(Stored entries)

#####

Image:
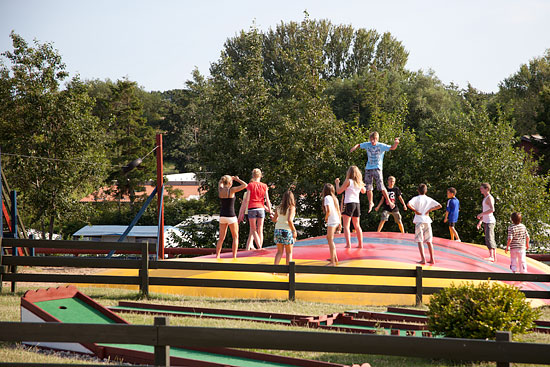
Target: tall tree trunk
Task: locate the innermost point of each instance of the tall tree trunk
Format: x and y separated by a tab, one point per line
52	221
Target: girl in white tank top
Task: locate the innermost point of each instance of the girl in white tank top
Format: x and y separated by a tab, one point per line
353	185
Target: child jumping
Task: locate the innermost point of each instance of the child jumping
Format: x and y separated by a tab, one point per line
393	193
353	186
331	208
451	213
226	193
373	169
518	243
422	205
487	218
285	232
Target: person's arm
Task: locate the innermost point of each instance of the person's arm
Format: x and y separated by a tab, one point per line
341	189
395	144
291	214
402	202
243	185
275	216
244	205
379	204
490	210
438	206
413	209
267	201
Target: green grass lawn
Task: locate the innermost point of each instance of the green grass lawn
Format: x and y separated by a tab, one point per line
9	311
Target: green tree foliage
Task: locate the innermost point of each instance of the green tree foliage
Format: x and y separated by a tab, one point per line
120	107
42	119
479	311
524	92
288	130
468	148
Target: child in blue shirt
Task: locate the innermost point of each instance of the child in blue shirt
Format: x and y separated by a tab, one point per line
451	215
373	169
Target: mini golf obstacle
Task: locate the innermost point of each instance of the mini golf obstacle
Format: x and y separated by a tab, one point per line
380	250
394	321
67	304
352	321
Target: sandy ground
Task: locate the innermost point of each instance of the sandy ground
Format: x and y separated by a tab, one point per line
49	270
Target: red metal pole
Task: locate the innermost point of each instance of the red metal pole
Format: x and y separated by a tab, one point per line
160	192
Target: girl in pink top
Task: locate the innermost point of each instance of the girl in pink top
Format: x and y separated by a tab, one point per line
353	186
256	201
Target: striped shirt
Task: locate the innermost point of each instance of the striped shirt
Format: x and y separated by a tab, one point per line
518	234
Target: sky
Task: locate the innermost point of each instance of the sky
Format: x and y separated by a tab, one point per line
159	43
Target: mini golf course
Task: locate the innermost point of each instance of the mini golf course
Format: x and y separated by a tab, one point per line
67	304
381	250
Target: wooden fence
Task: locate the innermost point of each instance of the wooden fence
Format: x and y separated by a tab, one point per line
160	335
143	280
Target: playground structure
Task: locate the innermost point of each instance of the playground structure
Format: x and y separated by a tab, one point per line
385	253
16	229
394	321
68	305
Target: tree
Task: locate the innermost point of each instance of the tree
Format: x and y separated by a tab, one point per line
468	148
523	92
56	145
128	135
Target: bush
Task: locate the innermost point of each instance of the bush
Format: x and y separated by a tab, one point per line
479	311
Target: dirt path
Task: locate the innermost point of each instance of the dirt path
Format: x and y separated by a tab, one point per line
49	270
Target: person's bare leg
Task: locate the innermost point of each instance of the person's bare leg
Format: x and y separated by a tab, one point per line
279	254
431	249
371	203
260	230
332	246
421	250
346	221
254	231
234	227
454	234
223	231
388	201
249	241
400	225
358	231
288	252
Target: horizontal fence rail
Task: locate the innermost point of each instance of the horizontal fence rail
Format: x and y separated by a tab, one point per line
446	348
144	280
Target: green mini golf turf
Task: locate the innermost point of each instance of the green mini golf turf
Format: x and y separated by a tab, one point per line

#####

Without carrying over any pictures, retype the records above exactly.

Image:
Target: tall tree trunk
Task: locate the innermost point of each instance of the tall tree trunk
Format: x and y separated by a tab, one point per line
52	221
Target: girl in white tank top
Task: locate the innermost point of each instance of the girl in white tank top
Format: x and y separated by a tab, one point per line
353	185
Target: child jumping
Task: locate the innermost point of each instance of the child jumping
Format: x and y separated by a tab, one point per line
393	193
353	186
331	208
451	213
226	193
373	169
518	243
422	205
487	218
285	232
Target: person's arm
Task: locate the innermost point of each instance of the person's arm
Format: x and y separated by a tab, one point per line
341	189
395	144
291	214
402	202
243	185
275	216
244	205
379	204
490	210
438	206
413	209
267	201
Target: green grass lawn
Task: locate the innermost point of each instance of the green grass lawn
Format: x and y separated by a tab, one point per line
9	311
Target: green tree foliage
Task: locate the innermost point of each instance of the green tree foliage
Format: x and y separated by a tab, one point per line
120	107
42	119
479	311
524	92
288	130
468	148
Target: child in blue shirt
Task: locate the innermost point of each instance of the child in blue shirt
Format: x and y separated by a tab, one point per line
451	215
373	169
Target: mini golf obstacle
Task: locate the innermost point of each instance of the mini golf obstacle
Format: x and y separated by a tab, one point per line
380	250
394	321
67	304
352	321
Target: sandy ground
Task: locate the innermost point of each instance of the sandy ground
Format: x and y separated by a tab, one point per line
49	270
Target: red metal pole
Task: locate the innermost point of each instance of the red metal pole
Format: x and y separated by a tab, one point per line
160	192
Target: girl in pink top
Task: locate the innermost point of each instance of the girl in pink top
Format: x and y separated by a tab, one point per line
353	186
256	201
Target: striped shirt
Task: locate the innermost point of each instance of the striped shirt
Format: x and y separated by a tab, one point per line
518	234
Target: sky
Task: locate the innermost point of each instance of the sky
Format: x and y separated by a tab, one point per line
159	43
Target: mini golf course
Task: locate the innermost point of each instance of the mini golf course
Format: x and y separated by a tab, one point per line
67	304
381	250
Target: wooden fence
Task: locate the innermost point of each instance of the wooden fence
Format: x and y separated by a tab, one point per line
160	335
143	280
Target: playground structure
Task: locate the innermost point of each instance of the playground structure
Format: x and y separated by a tab, one point per line
385	253
16	229
394	321
68	305
Target: tree
Task: locate the innermost point of each instance of the tree
Format: x and y separated by a tab, one point per line
468	148
523	92
56	145
128	135
Target: bush
Task: locate the innermost point of each instance of the bush
Format: x and y separated by a tab, one point per line
479	311
Target: dirt path
Task: locate the innermost point of each instance of the dirt path
Format: x and y separated by a tab, one point per line
49	270
Target: person's bare leg
Task: locate the innermost point of each instance of the person's bare leg
Format: x and y separated by a tab, one point per line
279	254
431	249
371	203
260	230
332	246
421	250
346	221
254	231
234	227
454	234
223	231
388	201
249	241
400	225
358	231
288	252
Target: horizontal fence rail
Task: locate the innermost point of each instance of the horizontal fence rail
Format: x and y separated by a tab, one point per line
446	348
144	280
Target: green mini golf turf
Task: locate the innermost point of each instance of the green mini golf turf
Format: x and y separated by a tab, one point per line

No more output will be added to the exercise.